TASK TO COMPLETE:
Write out the entries below once more, exactly.

>> Begin DATA EXTRACT

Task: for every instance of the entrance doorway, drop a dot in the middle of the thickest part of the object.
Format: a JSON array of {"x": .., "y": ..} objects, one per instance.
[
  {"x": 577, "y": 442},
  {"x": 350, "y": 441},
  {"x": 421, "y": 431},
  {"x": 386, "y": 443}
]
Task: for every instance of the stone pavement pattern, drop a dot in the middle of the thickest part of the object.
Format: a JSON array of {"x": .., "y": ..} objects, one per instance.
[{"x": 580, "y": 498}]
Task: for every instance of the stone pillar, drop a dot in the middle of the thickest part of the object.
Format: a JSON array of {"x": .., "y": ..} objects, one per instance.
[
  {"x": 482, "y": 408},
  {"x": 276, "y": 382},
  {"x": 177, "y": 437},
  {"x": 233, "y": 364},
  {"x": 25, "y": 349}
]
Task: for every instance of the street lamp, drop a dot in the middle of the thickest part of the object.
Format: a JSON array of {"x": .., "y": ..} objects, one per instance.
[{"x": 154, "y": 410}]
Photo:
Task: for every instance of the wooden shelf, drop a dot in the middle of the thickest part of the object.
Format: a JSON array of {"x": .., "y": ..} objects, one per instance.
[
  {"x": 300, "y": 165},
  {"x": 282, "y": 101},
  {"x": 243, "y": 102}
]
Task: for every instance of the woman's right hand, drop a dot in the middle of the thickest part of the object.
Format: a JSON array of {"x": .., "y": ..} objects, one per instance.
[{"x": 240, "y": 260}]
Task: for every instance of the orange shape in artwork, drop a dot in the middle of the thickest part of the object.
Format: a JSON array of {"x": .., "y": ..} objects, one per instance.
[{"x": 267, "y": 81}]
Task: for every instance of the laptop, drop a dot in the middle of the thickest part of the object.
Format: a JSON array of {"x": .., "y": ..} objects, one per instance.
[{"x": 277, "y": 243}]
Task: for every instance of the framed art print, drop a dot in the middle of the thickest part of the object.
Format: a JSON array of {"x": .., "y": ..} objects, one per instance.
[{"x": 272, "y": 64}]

>> End DATA EXTRACT

ANSWER TO THE EXERCISE:
Task: for every instance of the entrance doorway, drop a dot in the middle of the thickest part of the object.
Format: a JSON array of {"x": .., "y": ..} objects, one per instance.
[
  {"x": 577, "y": 442},
  {"x": 350, "y": 441},
  {"x": 421, "y": 431},
  {"x": 386, "y": 443}
]
Task: for every instance of the stone pavement pattern, drop a dot in the middle of the thickest part of the object.
Format: a JSON array of {"x": .., "y": ..} objects, one per instance.
[{"x": 580, "y": 498}]
Task: for every instance of the stone pillar, drop a dot in the middle of the thickest part of the object.
Format: a JSON array of {"x": .., "y": ..} objects, one per instance.
[
  {"x": 482, "y": 408},
  {"x": 276, "y": 382},
  {"x": 177, "y": 437},
  {"x": 233, "y": 364},
  {"x": 25, "y": 349}
]
Task: for every instance of the street lamp, drop a dot in the middle of the thickest part of the object.
Format: a JSON array of {"x": .., "y": ..} objects, one per instance.
[{"x": 154, "y": 410}]
Photo:
Task: for every instance of the wooden shelf, drop a dot in the middle of the thickest part of the object.
Format: a JSON array of {"x": .., "y": ..} objects, one per instance.
[
  {"x": 300, "y": 165},
  {"x": 282, "y": 101},
  {"x": 243, "y": 102}
]
Task: for every instance of the woman's right hand, drop a dot in the middle of the thickest part of the object.
Format: a JSON array of {"x": .., "y": ..} objects, one per instance.
[{"x": 240, "y": 260}]
Task: for every instance of the orange shape in artwork, drop a dot in the middle of the thickest part of the object.
Format: a JSON array of {"x": .., "y": ..} objects, one per instance.
[{"x": 267, "y": 81}]
Task: for every instance of the laptop, drop a dot in the middle of the thickest part of the object.
Format: a JSON array of {"x": .., "y": ..} objects, one per instance.
[{"x": 277, "y": 243}]
Task: for every instance of the framed art print, drop a dot in the middle of the thickest part of the object.
Format: a JSON array of {"x": .., "y": ..} objects, one per instance.
[{"x": 272, "y": 64}]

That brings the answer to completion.